- **YOUR TASK**
Lay out every row below as a numbered list, one line per item, and leave out any blank lines.

- **MATERIALS PROVIDED**
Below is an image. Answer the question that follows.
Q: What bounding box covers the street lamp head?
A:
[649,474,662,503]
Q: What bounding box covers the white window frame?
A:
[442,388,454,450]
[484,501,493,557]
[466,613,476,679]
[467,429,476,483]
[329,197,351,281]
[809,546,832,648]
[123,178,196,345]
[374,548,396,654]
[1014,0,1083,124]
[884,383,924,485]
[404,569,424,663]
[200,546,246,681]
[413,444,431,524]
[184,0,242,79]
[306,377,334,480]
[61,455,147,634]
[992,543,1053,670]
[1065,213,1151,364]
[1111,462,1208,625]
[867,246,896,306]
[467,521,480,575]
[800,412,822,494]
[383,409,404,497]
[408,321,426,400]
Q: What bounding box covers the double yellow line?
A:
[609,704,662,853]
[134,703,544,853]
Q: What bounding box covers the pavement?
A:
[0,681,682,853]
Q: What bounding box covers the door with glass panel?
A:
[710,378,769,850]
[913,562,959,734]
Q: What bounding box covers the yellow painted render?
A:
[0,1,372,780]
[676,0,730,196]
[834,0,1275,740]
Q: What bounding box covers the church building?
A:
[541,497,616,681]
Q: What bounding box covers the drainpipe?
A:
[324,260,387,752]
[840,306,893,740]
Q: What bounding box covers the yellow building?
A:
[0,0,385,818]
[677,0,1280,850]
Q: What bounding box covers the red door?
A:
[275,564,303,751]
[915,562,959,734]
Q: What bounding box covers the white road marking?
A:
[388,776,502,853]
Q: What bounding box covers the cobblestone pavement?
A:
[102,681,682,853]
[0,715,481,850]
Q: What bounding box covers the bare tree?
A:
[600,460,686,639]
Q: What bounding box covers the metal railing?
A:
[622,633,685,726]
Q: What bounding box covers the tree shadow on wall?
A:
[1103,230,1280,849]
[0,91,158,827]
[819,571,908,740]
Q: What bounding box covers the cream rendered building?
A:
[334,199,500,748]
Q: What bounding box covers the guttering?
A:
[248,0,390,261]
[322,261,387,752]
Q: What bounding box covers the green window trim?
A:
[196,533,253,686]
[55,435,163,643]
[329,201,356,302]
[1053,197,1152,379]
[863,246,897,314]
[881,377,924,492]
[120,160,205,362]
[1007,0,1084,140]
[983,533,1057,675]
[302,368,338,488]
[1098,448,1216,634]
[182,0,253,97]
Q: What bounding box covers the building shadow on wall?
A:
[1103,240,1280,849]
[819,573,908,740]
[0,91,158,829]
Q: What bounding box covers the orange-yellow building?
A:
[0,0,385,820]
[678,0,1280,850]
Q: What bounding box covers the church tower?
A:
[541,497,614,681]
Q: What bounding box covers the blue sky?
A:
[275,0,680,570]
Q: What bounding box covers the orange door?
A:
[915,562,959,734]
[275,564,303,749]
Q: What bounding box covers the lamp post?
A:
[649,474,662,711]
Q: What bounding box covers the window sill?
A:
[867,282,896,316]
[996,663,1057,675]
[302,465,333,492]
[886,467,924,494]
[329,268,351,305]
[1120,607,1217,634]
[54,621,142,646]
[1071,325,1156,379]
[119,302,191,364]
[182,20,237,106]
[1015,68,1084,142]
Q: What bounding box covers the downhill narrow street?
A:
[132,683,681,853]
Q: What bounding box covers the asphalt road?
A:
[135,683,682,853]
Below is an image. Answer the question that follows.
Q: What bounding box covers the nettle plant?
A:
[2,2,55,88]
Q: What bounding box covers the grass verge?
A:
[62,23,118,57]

- **TASK RESPONSE**
1. Below is an image. Answer the question that follows.
2. Q: What bounding box covers the street lamp head?
3. A:
4. [649,474,662,503]
5. Q: What bounding box covers the white window frame?
6. A:
7. [442,388,454,450]
8. [484,501,493,557]
9. [466,613,476,679]
10. [467,429,476,483]
11. [329,197,351,281]
12. [809,546,832,648]
13. [123,178,196,345]
14. [374,548,396,654]
15. [1014,0,1083,124]
16. [884,383,924,485]
17. [404,569,424,663]
18. [200,546,246,681]
19. [413,444,431,524]
20. [184,0,242,79]
21. [306,377,334,480]
22. [61,455,147,634]
23. [992,543,1053,670]
24. [1065,213,1151,364]
25. [1111,462,1208,625]
26. [867,246,896,306]
27. [467,521,480,575]
28. [800,412,822,494]
29. [383,409,404,497]
30. [408,321,426,400]
31. Q: What bounding box covers the double yellow line?
32. A:
33. [609,704,662,853]
34. [134,703,544,853]
35. Q: What bounding box covers the pavement?
36. A:
37. [0,681,682,853]
38. Q: What bounding box covers the door with glass panel?
39. A:
40. [710,378,769,850]
41. [913,562,959,734]
42. Q: What bounding box covers the yellow painted render?
43. A:
44. [0,1,372,780]
45. [676,0,730,196]
46. [834,0,1275,740]
47. Q: What bounding box covers the church building?
48. A:
49. [541,497,616,681]
50. Q: What bounding box covers the drainpipe?
51. A:
52. [324,260,387,752]
53. [840,306,893,740]
54. Q: What bounding box covers the yellow building?
55. A:
56. [0,0,385,818]
57. [677,0,1280,850]
58. Q: What bounding box covers the red door?
59. A:
60. [275,564,303,751]
61. [915,562,959,734]
62. Q: What bounding box covers the white road marking?
63. A:
64. [388,776,502,853]
65. Q: What bounding box covers the cobblestone pavement?
66. A:
67. [102,681,682,853]
68. [0,715,481,850]
69. Q: What bounding box covers the bare tree?
70. A:
71. [600,460,686,639]
72. Q: What bounding box covers the metal railing?
73. A:
74. [622,633,685,726]
75. Q: What bounding box covers the tree shadow on wall?
76. A:
77. [1103,230,1280,849]
78. [0,91,158,827]
79. [819,571,908,740]
80. Q: What bounding box covers the cream rendered building?
81. A:
82. [334,199,500,748]
83. Q: What bounding box covers the guttering?
84. A:
85. [248,0,390,261]
86. [322,261,387,752]
87. Q: What bounding box covers the green window trim?
88. A:
89. [196,533,253,686]
90. [55,435,163,643]
91. [329,201,356,302]
92. [1053,197,1152,379]
93. [863,246,897,314]
94. [881,377,924,492]
95. [120,160,205,362]
96. [1007,0,1084,140]
97. [983,533,1057,675]
98. [302,368,338,488]
99. [1098,448,1216,634]
100. [182,0,253,97]
101. Q: What bounding box covers the building shadow on wall?
102. A:
103. [1103,240,1280,849]
104. [819,573,908,740]
105. [0,91,158,829]
106. Q: What bounding box covers the orange-yellow building?
107. A:
108. [0,0,385,820]
109. [678,0,1280,850]
110. Q: What bounding box covers the church tower?
111. A:
112. [541,497,614,681]
113. Q: What bounding box covers the blue sky?
114. A:
115. [275,0,680,570]
116. Q: What bounding box covers the orange door?
117. A:
118. [915,562,959,734]
119. [275,564,303,749]
120. Q: What bounding box covers the lamp post?
121. A:
122. [649,474,662,711]
123. Q: What bounding box covers the window sill?
124. A:
125. [867,282,896,316]
126. [996,663,1057,675]
127. [302,465,333,492]
128. [886,467,924,494]
129. [329,268,351,305]
130. [1120,607,1217,634]
131. [54,621,142,646]
132. [1071,325,1156,379]
133. [119,302,191,364]
134. [182,20,237,106]
135. [1015,68,1084,142]
136. Q: What bounding box covers the downhill narrow street?
137. A:
138. [132,683,681,853]
139. Q: What bounding box covers the asphalt road?
140. A:
141. [135,683,682,853]
142. Below is an image. Answer the question that follows.
143. Q: What bounding box covers the nettle plant?
144. A:
145. [2,2,55,88]
146. Q: What bounding box covers the grass verge?
147. A:
148. [62,23,118,57]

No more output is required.